**What you are asked to do**
The records that follow are to be printed exactly, with no images.

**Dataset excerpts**
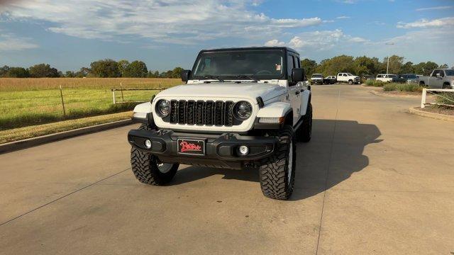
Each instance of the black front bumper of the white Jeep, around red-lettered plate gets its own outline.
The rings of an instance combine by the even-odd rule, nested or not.
[[[145,140],[151,141],[151,148],[145,148]],[[178,139],[204,140],[204,155],[182,154],[177,151]],[[131,130],[129,143],[138,149],[150,152],[162,162],[196,164],[226,168],[244,168],[245,164],[270,157],[275,152],[276,137],[256,137],[225,133],[222,135],[174,132],[172,130]],[[248,155],[240,155],[241,145],[249,147]]]

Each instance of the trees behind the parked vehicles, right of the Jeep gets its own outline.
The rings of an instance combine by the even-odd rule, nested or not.
[[[386,74],[388,58],[384,57],[383,61],[377,57],[352,57],[341,55],[332,57],[331,59],[322,60],[317,63],[315,60],[301,60],[301,67],[306,70],[306,75],[309,77],[312,74],[336,75],[339,72],[349,72],[358,76],[377,74]],[[389,74],[423,74],[429,75],[436,68],[448,68],[448,64],[438,65],[435,62],[421,62],[414,64],[413,62],[404,62],[404,57],[392,55],[389,57]]]

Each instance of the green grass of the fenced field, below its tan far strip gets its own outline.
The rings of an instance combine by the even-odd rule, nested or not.
[[[62,92],[66,116],[59,89],[0,91],[0,130],[131,111],[138,104],[113,104],[110,89],[75,88],[63,89]],[[123,91],[123,98],[124,101],[148,101],[157,92]],[[116,91],[116,101],[122,101],[120,91]]]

**Exercise response**
Each instance of the black front bumper of the white Jeep, around red-lettered plate gets its own outline.
The rings of an instance combine by the even-odd rule, nested or not.
[[[145,140],[151,141],[151,148],[145,148]],[[178,139],[204,140],[204,155],[182,154],[177,151]],[[131,130],[129,143],[138,149],[150,152],[162,162],[196,164],[226,168],[244,168],[245,164],[270,157],[275,152],[276,137],[256,137],[225,133],[222,135],[174,132],[172,130]],[[248,155],[240,155],[241,145],[249,147]]]

Each instance of the trees behind the parked vehicles, right of the Jeep gets its own outline.
The rings of an instance combine by the even-odd rule, nested or not.
[[[386,74],[388,58],[384,57],[383,61],[377,57],[352,57],[341,55],[332,57],[331,59],[322,60],[317,63],[315,60],[301,60],[301,67],[306,70],[306,75],[309,77],[312,74],[336,75],[339,72],[349,72],[358,76],[377,74]],[[389,74],[423,74],[429,75],[436,68],[448,68],[448,64],[438,65],[435,62],[421,62],[414,64],[413,62],[404,62],[404,57],[392,55],[389,57]]]

Each instance of the green grass of the fenced field, below its tan far strip gets its own outline.
The rings of an instance combine by the even-odd rule, nested or not.
[[[62,92],[66,116],[59,89],[0,91],[0,130],[131,111],[138,104],[113,104],[110,89],[75,88],[63,89]],[[123,91],[123,98],[124,101],[148,101],[157,92]],[[116,91],[116,101],[122,101],[120,91]]]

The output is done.